● **Supplied passage**
BEGIN

365 Days on the Road

April 27, 2014 we headed out on our grand adventure to see the country. We sold the majority of our belongings: minus the books, photo albums, and home videos, those went to storage, and moved our family of six into our 35 ft Zinger.


Getting Rid of our Belongings


Since that time we have lived in four different states and added to our Band of Travelers a new member, Lucy Valentina, born February 14 in New Mexico.

Lucy Valentina


In Texas we saw our first rodeo and climbed Enchanted Rock.Llano, TX Rodeo

Enchanted Rock TX

From there we moved on to Cloudcroft, New Mexico where we lived at an elevation of over 9000 ft with a glorious daytime temperature of 70 degrees. I saw my first herd of elk and the wild horses of the Mescalero Apache Reservation.

Cloudcroft, New Mexico

And the children had the time of their lives sledding in summer at the White Sands National Monument.

White Sands National Monument

Not finished with the Land of Enchantment we moved north to the Four Corners area where we visited 700 + year old cliff dwellings and took a six hour train ride from Durango, CO to the old mining town of Silverton.

spruce tree dwelling

Durango Silverton Train

We stayed in New Mexico longer than intended as we waited for the birth of our precious sixth child Lucy.

As winter drug on we decided it was time to move to a warmer climate and ended up in Huachuca City, AZ. Here we learned about people like Doc Holiday and Wyatt Earp. We visited Tombstone.

Oliver and Doc Holiday

Oliver and Doc Holiday


Bisbee, AZ

Old Tucson.

Medicine man show

The Chiricahua National Monument.

Chiricahua National Monument

And the Saguaro National Park.

Saguaro Cacti

These are but a few of the places we have been and the sights we have seen. As a family we have learned more about our country’s Western history than either Jim or I ever learned in school and we have walked streets where some of that history was made.

As we start our second year we look forward to continuing our education as we trek across the country.


The Saguaro National Park

This post was written by two of my daughters and the artwork is from my youngest son. I took the photos.

Today we went to the Saguaro National Park. I know that most of the time when people picture the desert they think of dry sand and dead grass. But in the Saguaro Park I was very surprised with how many bright yellow flowers there were. They really brightened the place up.

What I learned and thought was really cool is that the Saguaro cactus can live up to 200 years!

Dad got me two books, one about coyotes and the other about desert life. I also learned that people call the Saguaro cactus a bird hotel because birds make nests in the cacti by making holes in them.

Written by Willow age 9.

Saguaro National Park

Cacti and flowers cover the ground in the Saguaro National Park in Tucson, AZ.

These spiky cacti look like something you would see in cartoons or old Westerns. They’re not the friendliest of plants. We each got stuck by them while hiking.

Walking down the trails we saw beautiful flowers of orange, yellow, and purple.

Some of the cacti look like they were getting ready for a boxing match with the position of their arms. Some of them looked like they lost and had their heads knocked off.

It was really awesome!

Ivy age 12.

Saguaro Cacti


Oliver's painting

Oliver’s painting of the desert. Age 7.

END

● **Exercise A**
In the road-trip post, update the section from "Walking down the" to "was really awesome!" by replacing "boxing match" with "wrestling match".
● **Exercise B**
Answer these from the road-trip post:
(i) What did the family of six move into when they set out?
(ii) Where was Lucy Valentina born?
(iii) According to Willow, how long can the Saguaro cactus live?

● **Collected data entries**
BEGIN

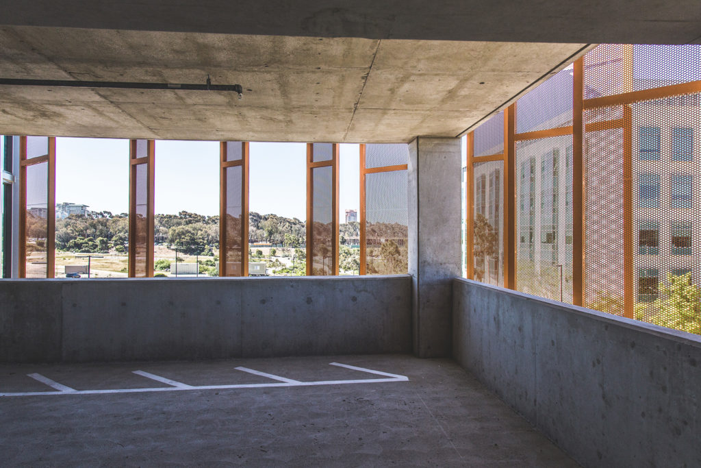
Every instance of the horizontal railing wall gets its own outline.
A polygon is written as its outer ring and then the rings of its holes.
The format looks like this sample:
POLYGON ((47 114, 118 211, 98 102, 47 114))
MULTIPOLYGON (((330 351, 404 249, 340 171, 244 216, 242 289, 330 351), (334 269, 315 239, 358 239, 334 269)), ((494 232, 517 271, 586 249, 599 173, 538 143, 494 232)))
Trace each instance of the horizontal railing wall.
POLYGON ((4 280, 0 361, 411 352, 408 275, 4 280))
POLYGON ((476 281, 455 359, 585 467, 701 466, 701 337, 476 281))

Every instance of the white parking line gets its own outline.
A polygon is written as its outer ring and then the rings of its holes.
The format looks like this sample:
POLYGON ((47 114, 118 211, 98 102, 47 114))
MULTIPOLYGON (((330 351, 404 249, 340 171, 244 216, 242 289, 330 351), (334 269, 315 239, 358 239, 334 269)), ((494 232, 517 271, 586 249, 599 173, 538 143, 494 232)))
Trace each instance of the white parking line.
POLYGON ((187 384, 184 384, 182 382, 177 382, 177 380, 171 380, 170 379, 167 379, 165 377, 161 377, 160 375, 152 374, 150 372, 144 372, 143 370, 134 370, 132 373, 141 375, 142 377, 145 377, 147 379, 152 379, 158 382, 162 382, 164 384, 168 384, 168 385, 172 385, 173 387, 177 387, 179 389, 184 389, 193 388, 191 385, 188 385, 187 384))
POLYGON ((41 374, 27 374, 27 376, 31 377, 34 380, 39 380, 43 384, 46 384, 49 387, 59 390, 61 393, 73 393, 76 392, 75 389, 72 389, 70 387, 66 387, 65 385, 61 385, 55 380, 52 380, 48 377, 44 377, 41 374))
POLYGON ((284 377, 280 377, 279 375, 273 375, 273 374, 268 374, 265 372, 261 372, 260 370, 254 370, 253 369, 249 369, 247 367, 237 367, 236 370, 243 370, 243 372, 247 372, 250 374, 255 374, 256 375, 261 375, 263 377, 267 377, 268 379, 273 379, 273 380, 280 380, 280 382, 286 382, 288 384, 299 384, 301 383, 299 380, 292 380, 292 379, 288 379, 284 377))
POLYGON ((332 366, 337 366, 339 367, 345 367, 348 369, 353 369, 354 370, 360 370, 361 372, 367 372, 372 374, 376 374, 379 375, 387 375, 386 378, 380 379, 357 379, 351 380, 317 380, 314 382, 300 382, 299 380, 293 380, 292 379, 287 379, 284 377, 280 377, 278 375, 274 375, 273 374, 268 374, 266 373, 260 372, 259 370, 254 370, 253 369, 249 369, 245 367, 236 368, 239 370, 243 370, 243 372, 248 372, 252 374, 255 374, 257 375, 261 375, 263 377, 267 377, 271 379, 274 379, 276 380, 280 380, 281 382, 271 382, 271 383, 261 383, 261 384, 234 384, 232 385, 188 385, 184 384, 181 382, 177 382, 176 380, 171 380, 170 379, 167 379, 160 375, 156 375, 155 374, 151 374, 148 372, 144 372, 143 370, 135 370, 134 373, 143 377, 146 377, 158 382, 162 382, 171 387, 155 387, 155 388, 137 388, 137 389, 107 389, 103 390, 75 390, 69 387, 66 387, 65 385, 62 385, 61 384, 54 382, 50 379, 48 379, 43 375, 40 374, 29 374, 29 377, 36 379, 40 382, 53 387, 53 388, 60 390, 59 392, 13 392, 13 393, 0 393, 0 397, 1 396, 36 396, 40 395, 95 395, 95 394, 114 394, 114 393, 142 393, 142 392, 179 392, 184 390, 224 390, 228 389, 251 389, 251 388, 268 388, 273 387, 314 387, 317 385, 342 385, 346 384, 376 384, 381 382, 407 382, 409 377, 406 375, 400 375, 398 374, 390 374, 386 372, 381 372, 380 370, 373 370, 372 369, 367 369, 362 367, 356 367, 355 366, 348 366, 347 364, 339 364, 339 363, 331 363, 332 366))
POLYGON ((348 364, 340 364, 337 362, 332 362, 331 363, 330 365, 338 366, 339 367, 345 367, 346 369, 353 369, 353 370, 360 370, 360 372, 369 372, 371 374, 377 374, 378 375, 385 375, 386 377, 391 377, 398 380, 409 380, 409 378, 406 375, 390 374, 388 372, 382 372, 381 370, 373 370, 372 369, 366 369, 364 367, 355 367, 355 366, 348 366, 348 364))

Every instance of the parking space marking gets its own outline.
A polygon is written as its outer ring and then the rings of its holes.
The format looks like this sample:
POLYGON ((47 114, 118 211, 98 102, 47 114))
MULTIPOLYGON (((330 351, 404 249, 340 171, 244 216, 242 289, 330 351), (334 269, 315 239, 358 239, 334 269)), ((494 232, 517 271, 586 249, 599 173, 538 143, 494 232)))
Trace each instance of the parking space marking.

END

● **Response box A**
Walking down the trails we saw beautiful flowers of orange, yellow, and purple.

Some of the cacti look like they were getting ready for a wrestling match with the position of their arms. Some of them looked like they lost and had their heads knocked off.

It was really awesome!

● **Response box B**
(i) Their 35 ft Zinger
(ii) New Mexico
(iii) Up to 200 years